= Exercise task =
Swap "Target" for "Object" in everything from the line containing "Exercise. Indicate with a point every instance of the paper" down to the line containing "x=470, y=221", leaving the rest of those lines unchanged. Give back only those lines.

(Stored items)
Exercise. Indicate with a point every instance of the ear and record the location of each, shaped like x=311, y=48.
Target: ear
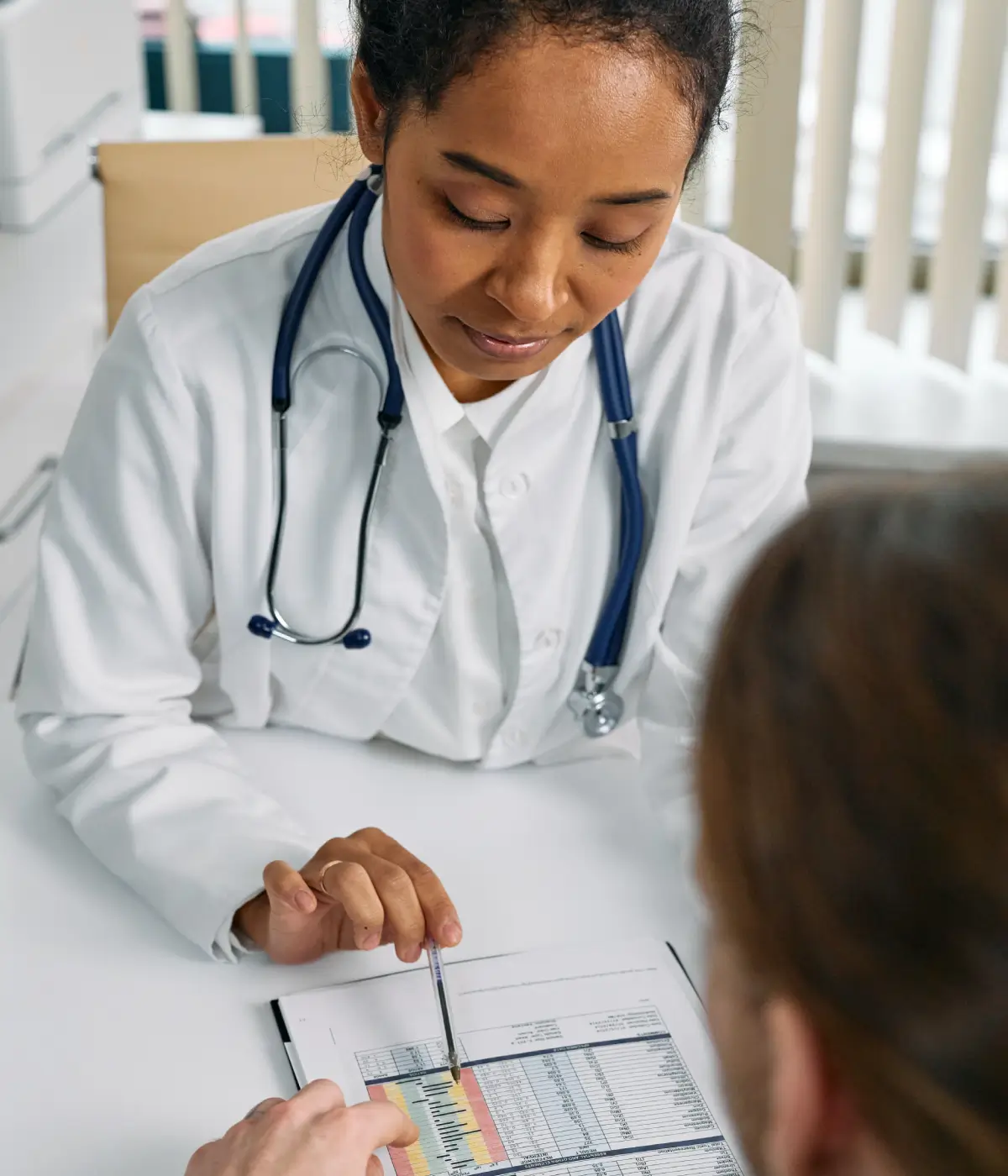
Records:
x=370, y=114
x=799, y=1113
--
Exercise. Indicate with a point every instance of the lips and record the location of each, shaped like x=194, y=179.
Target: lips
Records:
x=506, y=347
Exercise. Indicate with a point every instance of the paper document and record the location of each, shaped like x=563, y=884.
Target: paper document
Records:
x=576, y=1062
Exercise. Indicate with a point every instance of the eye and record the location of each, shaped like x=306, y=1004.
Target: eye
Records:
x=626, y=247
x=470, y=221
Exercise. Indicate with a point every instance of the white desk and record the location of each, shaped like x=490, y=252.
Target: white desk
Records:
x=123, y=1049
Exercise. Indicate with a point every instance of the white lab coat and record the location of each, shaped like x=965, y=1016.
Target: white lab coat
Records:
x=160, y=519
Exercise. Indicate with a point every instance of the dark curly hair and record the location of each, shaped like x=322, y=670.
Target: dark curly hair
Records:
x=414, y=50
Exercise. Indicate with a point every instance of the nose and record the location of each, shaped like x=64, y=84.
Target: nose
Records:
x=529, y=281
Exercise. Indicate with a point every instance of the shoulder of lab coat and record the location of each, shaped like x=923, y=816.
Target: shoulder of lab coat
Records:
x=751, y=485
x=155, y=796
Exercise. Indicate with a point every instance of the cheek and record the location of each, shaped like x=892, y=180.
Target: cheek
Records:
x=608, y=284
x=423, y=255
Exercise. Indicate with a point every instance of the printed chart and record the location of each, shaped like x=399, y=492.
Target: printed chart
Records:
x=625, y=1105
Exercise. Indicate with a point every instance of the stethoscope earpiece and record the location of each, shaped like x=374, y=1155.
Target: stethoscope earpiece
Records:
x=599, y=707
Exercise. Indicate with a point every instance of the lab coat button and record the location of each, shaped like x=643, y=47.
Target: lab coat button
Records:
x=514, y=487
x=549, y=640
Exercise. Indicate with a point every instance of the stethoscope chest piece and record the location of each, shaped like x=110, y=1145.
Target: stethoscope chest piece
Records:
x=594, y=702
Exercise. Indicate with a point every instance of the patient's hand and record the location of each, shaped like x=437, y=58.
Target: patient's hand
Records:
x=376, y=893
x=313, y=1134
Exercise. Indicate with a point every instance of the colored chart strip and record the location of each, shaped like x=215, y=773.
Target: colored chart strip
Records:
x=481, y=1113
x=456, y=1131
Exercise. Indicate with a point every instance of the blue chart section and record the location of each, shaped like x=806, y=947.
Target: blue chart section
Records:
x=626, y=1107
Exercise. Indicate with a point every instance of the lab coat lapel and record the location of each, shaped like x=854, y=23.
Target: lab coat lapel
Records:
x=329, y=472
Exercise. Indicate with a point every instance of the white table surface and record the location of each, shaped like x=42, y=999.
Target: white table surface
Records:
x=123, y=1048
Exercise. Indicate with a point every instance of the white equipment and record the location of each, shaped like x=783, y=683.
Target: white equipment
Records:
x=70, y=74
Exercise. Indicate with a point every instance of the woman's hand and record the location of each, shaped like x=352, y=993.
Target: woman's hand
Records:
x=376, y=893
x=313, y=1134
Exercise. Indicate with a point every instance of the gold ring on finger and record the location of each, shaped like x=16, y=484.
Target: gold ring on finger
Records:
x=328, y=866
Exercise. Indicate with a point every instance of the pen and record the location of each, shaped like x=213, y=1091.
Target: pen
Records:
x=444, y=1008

= Correct output =
Exercise. Indicate with a point every instance of the paper document and record the location of each, shaped like x=563, y=884.
Object: paper document
Records:
x=576, y=1062
Exercise. Indicate with a point every instance of the eye and record the location of each, shaped like x=306, y=1004.
Object: eye
Records:
x=626, y=247
x=470, y=221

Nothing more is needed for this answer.